··· Texto mostrado ···
Si desenfocamos la mirada del punto donde convergen las figuras que se han dedicado al estudio riguroso de nuestras letras y la reenfocamos más abajo, en el espacio donde se sitúa el lector común, a veces da la impresión de que el poema “Hay un país en el mundo” es al mismo tiempo puerta de entrada y salida a la poética de Pedro Mir. Es decir, que la lectura de nuestro Poeta Nacional se inicia y concluye con ese emblemático poema. Eso ocurre muy a menudo, y no es un caso único. A muchos de nuestros poetas más reconocidos a menudo se les conoce por un texto que aparece citado o publicado de manera recurrente. Para el lector no especializado, “El poema de la hija reintegrada” es el estandarte lírico del poeta Domingo Moreno Jimenes (lo demás sería algo así como niebla y humo); “Compadre Mon”, lo es de Manuel del Cabral; “Yelidá”, de Tomás Hernández Franco. Lo mismo puede decirse de “Canto triste a la patria bien amada”, de Héctor Incháustegui Cabral, y “Viejo negro del puerto”, de Francisco Domínguez Charro. Son textos que se citan una y otra vez. Y es justo decir que cada uno de estos poemas constituye una obra de muy alto valor poético, pero sus autores alcanzaron gran elevación estética en otros textos, aunque estos sean menos citados y, por tanto, menos conocidos, y hasta desconocidos para el lector común.

En ese sentido, somos muy dados a reducir a una forma de metonimia (la parte por el todo) la producción poética (y literaria en general) de nuestros letrados.
··· Datos del ejercicio ···
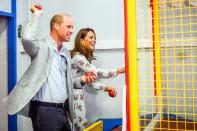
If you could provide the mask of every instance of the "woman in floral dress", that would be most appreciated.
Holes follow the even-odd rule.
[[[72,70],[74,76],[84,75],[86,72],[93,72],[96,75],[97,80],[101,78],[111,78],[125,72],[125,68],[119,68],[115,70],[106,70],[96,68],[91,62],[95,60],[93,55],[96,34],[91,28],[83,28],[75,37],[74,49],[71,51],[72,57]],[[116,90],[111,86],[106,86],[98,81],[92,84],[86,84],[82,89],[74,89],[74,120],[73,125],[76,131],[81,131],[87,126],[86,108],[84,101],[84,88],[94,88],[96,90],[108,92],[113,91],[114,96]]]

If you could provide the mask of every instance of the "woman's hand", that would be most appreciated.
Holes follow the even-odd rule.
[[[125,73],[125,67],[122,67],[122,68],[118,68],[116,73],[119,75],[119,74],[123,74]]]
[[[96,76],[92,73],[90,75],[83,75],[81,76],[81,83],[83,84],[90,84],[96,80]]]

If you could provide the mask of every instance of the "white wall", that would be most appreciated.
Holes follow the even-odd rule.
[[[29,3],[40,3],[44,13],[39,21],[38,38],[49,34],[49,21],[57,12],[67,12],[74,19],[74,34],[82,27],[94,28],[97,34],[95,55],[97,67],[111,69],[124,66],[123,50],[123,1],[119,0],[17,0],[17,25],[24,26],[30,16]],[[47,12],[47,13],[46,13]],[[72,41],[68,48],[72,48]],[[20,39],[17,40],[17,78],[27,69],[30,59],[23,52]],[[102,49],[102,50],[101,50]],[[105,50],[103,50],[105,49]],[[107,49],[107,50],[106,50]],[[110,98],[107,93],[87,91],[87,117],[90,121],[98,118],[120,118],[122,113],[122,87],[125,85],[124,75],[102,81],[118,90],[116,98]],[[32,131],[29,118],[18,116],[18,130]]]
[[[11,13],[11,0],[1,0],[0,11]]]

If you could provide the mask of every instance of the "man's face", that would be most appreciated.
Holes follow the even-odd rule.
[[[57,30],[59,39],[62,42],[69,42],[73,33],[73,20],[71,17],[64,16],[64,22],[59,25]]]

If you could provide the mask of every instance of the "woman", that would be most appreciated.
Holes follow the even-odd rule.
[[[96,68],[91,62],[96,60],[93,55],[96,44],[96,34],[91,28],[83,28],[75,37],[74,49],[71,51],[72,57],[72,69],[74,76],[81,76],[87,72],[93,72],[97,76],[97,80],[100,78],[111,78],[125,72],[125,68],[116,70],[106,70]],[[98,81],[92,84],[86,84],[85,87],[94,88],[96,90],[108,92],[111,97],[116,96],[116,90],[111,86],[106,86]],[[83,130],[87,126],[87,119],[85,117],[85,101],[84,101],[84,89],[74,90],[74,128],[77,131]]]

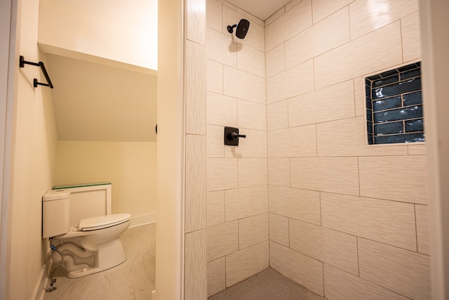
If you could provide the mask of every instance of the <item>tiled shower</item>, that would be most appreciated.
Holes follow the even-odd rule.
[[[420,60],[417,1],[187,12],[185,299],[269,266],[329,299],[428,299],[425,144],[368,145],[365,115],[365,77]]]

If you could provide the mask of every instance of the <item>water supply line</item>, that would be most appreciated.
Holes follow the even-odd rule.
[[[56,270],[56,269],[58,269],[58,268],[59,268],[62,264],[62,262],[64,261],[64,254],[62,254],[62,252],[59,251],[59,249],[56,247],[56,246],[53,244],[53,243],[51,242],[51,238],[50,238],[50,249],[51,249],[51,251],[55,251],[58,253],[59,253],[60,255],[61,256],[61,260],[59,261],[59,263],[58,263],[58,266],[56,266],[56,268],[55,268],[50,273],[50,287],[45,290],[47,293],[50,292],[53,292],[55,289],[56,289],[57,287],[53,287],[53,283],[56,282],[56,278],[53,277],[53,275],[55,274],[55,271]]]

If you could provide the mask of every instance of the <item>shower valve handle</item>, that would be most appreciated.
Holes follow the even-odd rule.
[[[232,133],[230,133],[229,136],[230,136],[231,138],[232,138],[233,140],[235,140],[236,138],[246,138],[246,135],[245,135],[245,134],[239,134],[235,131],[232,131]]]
···
··· Datos del ejercicio ···
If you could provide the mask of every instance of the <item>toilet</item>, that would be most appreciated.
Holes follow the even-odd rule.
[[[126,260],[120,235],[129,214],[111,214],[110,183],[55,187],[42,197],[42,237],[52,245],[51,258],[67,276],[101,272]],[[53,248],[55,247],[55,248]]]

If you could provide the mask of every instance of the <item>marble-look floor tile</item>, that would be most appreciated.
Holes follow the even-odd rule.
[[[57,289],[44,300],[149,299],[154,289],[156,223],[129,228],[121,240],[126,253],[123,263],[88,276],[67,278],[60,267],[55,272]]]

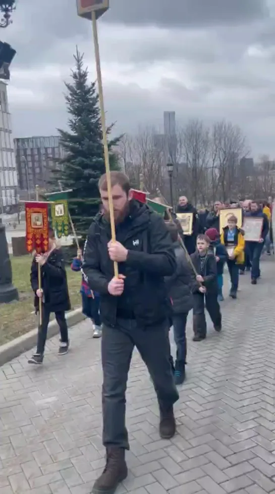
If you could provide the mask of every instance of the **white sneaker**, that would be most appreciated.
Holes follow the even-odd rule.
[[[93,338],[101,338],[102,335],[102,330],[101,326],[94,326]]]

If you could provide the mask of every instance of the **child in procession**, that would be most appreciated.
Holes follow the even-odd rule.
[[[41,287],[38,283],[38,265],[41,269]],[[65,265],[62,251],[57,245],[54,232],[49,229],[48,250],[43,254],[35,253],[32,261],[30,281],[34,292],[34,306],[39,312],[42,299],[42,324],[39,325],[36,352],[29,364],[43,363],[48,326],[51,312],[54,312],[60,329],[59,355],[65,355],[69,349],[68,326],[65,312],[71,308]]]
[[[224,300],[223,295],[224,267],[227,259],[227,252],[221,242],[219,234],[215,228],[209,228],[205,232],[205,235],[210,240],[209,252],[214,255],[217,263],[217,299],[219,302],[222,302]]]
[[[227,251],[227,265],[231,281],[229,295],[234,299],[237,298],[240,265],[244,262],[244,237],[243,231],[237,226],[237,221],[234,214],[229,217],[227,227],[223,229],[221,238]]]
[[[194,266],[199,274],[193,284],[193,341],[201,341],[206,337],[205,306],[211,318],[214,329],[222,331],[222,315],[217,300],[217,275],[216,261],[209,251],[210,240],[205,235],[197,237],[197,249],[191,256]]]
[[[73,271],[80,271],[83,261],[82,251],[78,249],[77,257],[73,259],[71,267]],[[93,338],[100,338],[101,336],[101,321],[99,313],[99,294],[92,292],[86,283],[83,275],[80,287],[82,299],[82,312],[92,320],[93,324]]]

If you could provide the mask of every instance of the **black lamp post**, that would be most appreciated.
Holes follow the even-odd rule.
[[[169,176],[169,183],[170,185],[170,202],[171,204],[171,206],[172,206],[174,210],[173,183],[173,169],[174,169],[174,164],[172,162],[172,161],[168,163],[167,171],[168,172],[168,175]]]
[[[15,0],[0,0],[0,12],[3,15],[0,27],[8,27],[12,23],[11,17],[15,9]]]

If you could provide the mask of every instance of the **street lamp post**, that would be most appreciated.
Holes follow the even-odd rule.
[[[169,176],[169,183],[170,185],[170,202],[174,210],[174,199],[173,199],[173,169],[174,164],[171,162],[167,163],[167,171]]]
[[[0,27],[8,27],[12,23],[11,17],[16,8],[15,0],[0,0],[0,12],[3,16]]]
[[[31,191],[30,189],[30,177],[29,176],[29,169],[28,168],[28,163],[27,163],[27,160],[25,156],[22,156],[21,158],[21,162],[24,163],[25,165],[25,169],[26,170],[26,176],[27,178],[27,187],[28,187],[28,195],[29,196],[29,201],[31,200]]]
···
··· Datos del ejercicio ···
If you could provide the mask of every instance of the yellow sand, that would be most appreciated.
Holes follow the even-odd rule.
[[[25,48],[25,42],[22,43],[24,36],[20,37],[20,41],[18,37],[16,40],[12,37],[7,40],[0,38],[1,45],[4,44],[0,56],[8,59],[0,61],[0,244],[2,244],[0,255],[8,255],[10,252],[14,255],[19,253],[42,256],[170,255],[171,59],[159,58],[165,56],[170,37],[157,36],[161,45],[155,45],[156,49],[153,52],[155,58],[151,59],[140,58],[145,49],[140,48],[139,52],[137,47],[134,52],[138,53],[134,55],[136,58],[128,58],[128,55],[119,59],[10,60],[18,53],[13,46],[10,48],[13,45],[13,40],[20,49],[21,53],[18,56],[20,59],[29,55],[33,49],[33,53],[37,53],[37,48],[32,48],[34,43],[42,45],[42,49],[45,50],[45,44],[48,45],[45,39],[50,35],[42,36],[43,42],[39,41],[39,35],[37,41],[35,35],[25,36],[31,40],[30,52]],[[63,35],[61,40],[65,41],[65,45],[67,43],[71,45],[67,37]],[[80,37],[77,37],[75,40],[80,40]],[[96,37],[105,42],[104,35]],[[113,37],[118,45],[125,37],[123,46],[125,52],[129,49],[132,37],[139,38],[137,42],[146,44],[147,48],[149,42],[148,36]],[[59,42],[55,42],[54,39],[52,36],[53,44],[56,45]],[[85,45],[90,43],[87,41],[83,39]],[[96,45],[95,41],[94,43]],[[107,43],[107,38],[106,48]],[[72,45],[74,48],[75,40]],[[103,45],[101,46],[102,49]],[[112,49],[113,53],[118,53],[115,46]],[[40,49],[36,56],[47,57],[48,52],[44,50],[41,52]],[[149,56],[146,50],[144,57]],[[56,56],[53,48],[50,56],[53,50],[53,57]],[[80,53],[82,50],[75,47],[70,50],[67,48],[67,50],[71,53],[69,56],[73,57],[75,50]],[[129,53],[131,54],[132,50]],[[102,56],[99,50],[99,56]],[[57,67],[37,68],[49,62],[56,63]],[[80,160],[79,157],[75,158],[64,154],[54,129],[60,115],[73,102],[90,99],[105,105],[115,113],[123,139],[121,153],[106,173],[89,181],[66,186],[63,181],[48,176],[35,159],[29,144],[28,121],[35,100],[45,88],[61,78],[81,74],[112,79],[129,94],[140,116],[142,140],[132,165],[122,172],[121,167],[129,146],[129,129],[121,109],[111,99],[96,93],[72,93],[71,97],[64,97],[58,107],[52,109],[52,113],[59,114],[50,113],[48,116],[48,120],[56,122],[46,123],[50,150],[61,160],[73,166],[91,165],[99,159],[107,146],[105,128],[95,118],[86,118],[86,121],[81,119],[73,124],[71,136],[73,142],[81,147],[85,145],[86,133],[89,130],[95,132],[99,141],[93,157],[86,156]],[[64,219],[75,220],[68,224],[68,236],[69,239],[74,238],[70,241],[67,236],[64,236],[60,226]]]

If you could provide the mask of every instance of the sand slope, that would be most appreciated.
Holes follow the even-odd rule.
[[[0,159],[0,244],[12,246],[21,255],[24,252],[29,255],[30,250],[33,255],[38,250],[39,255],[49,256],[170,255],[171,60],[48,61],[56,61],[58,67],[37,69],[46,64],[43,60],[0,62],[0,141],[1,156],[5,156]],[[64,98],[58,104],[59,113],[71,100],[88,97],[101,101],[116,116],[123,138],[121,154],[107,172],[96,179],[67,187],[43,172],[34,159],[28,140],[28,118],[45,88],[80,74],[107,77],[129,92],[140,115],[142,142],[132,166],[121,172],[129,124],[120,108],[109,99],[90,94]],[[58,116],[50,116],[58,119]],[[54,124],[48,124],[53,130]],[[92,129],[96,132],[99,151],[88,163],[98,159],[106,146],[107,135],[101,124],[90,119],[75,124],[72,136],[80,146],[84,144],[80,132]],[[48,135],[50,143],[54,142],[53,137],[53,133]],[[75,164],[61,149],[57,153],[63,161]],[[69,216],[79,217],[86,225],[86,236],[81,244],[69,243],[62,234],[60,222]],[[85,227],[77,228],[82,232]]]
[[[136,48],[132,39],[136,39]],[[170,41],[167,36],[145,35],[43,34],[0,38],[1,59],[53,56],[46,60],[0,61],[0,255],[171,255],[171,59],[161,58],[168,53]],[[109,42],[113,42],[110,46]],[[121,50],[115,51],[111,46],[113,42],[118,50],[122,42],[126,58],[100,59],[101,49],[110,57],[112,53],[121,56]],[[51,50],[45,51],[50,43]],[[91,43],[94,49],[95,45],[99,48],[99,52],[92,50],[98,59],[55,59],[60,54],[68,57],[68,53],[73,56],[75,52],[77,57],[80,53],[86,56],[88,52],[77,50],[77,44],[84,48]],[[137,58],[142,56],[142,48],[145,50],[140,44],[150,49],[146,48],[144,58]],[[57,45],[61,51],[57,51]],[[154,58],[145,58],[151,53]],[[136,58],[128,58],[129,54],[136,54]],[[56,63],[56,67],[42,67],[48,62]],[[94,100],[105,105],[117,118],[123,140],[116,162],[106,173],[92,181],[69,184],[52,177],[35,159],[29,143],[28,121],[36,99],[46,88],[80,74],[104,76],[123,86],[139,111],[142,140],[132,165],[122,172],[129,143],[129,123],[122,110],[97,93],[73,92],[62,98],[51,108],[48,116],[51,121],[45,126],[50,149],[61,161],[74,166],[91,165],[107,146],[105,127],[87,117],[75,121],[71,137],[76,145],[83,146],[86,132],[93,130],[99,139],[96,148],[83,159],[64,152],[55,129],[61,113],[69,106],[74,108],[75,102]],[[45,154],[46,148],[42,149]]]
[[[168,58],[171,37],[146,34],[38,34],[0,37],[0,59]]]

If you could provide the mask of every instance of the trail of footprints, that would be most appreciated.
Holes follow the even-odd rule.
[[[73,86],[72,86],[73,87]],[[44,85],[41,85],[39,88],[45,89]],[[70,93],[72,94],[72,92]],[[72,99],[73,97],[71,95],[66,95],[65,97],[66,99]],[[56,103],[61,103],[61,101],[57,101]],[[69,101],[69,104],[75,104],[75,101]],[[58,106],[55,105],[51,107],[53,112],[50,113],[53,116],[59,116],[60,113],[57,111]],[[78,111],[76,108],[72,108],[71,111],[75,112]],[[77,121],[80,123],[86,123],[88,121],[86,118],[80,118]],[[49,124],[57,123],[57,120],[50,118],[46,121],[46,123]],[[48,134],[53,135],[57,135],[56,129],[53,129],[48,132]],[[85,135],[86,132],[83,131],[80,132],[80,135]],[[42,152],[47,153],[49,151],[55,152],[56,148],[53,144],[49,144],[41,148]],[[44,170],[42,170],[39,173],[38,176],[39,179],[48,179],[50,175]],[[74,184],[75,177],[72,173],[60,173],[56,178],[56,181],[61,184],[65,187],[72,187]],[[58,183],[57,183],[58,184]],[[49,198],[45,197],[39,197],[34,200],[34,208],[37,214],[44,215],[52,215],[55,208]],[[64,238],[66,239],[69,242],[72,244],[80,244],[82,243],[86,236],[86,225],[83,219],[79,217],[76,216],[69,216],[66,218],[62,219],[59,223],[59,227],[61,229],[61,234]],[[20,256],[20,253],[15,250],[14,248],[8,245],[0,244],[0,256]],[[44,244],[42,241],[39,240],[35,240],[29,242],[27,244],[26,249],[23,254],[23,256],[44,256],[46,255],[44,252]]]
···
▶ [Qué se pide]:
A - Según el texto sobre la poética de Pedro Mir, ¿qué poema es el estandarte lírico de Domingo Moreno Jimenes para el lector no especializado?
B - Localiza y copia cada línea del listado que contenga la cadena "woman", distinguiendo entre mayúsculas y minúsculas.
El texto y el listado no guardan ninguna relación entre sí.

▶ [Respuestas por tarea]:
A - “El poema de la hija reintegrada”.

B -
If you could provide the mask of every instance of the "woman in floral dress", that would be most appreciated.
If you could provide the mask of every instance of the "woman's hand", that would be most appreciated.
If you could provide the mask of every instance of the "woman", that would be most appreciated.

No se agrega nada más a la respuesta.